* WORK TO BE COMPLETED
Answer these questions from the text below on COVID-19 vaccination inequalities in Catalonia.
(a) How many Basic Health Areas served as the analysis units?
(b) In which journal did the study appear?
(c) With what approach and tool was the joint spatio-temporal model estimated?

* PASSAGE TO READ
Spatiotemporal variability in socioeconomic inequalities in vaccination against COVID-19 in Catalonia, Spain

Barceló MA, Perafita X and Saez M. Public Health 2024; 227:9-15. doi: 10.1016/j.puhe.2023.11.024 (Impact Factor: 5.200, PUBLIC, ENVIRONMENTAL & OCCUPATIONAL HEALTH 25/180 Q1).

Objectives: Socioeconomic inequalities have played a significant role in the unequal coverage of the COVID-19 vaccine. Our objectives were to assess the existence of socioeconomic inequalities in vaccination coverage against COVID-19 in Catalonia, Spain; to analyse the spatial variation over time of these inequalities; and to assess variations in time and space in the effect of vaccination on inequalities in COVID-19 outcomes.

Study design: We used a mixed longitudinal ecological design, in which the analysis units were the 373 Basic Health Areas into which Catalonia is divided, between the last week of December 2020 until the first week of March of 2022.

Methods: The study population consisted of health areas in Catalonia, observed between the last week of 2020 until the first week of March, 2022. We specified a joint spatio-temporal model, with dependent variables: vaccination and COVID19 outcomes, which we estimated with a Bayesian approach using R INLA. We controlled for observed confounders, unobserved heterogeneity, and spatial and temporal dependencies. We allow the effect of the explanatory variables on the dependent variables to vary in space and in time.

* RECORDED INFORMATION
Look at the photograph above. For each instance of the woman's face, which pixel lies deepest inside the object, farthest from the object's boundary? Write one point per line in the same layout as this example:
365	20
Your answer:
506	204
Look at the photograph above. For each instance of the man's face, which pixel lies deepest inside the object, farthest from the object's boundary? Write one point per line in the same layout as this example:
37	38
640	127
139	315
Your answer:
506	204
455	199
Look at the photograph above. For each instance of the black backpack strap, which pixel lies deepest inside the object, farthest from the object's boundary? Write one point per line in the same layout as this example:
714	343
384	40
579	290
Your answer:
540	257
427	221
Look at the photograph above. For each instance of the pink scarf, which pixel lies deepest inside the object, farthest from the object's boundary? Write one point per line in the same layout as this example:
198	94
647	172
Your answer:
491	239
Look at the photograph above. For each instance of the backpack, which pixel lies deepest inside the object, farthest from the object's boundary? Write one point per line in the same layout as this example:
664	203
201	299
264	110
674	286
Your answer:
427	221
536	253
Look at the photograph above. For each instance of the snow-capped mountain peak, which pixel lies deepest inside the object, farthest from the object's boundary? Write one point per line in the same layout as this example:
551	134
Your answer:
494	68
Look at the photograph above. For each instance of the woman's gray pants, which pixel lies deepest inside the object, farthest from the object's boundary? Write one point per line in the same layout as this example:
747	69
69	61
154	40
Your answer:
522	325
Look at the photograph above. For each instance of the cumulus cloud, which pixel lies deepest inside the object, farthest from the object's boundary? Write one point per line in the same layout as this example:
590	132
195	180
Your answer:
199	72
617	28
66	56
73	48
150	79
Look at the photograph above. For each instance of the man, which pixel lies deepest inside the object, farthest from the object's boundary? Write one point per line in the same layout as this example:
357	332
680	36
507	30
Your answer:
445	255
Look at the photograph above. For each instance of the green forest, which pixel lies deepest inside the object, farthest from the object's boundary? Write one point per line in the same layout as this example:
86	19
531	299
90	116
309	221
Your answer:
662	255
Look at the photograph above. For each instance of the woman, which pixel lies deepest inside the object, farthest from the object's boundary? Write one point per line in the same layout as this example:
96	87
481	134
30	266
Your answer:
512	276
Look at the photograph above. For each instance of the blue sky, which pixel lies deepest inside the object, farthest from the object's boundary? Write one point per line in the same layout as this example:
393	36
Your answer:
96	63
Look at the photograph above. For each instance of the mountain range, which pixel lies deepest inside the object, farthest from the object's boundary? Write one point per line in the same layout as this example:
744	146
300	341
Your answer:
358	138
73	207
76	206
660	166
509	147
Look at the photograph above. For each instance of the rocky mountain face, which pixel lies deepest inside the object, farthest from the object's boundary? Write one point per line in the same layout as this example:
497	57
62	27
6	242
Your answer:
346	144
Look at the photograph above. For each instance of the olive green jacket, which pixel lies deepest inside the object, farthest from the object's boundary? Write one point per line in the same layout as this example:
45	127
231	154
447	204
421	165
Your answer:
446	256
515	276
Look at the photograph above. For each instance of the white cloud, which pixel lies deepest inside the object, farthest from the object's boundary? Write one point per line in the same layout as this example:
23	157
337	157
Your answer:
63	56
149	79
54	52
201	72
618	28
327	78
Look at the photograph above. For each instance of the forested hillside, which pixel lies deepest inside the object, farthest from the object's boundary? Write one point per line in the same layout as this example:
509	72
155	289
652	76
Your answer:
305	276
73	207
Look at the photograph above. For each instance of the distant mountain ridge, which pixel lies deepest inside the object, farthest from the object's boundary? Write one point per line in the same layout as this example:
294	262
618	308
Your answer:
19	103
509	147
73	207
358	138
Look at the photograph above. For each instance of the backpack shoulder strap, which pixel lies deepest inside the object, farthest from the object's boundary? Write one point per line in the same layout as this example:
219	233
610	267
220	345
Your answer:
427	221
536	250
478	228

* SOLUTION FOR THIS EXERCISE
(a) 373
(b) Public Health
(c) A Bayesian approach using R INLA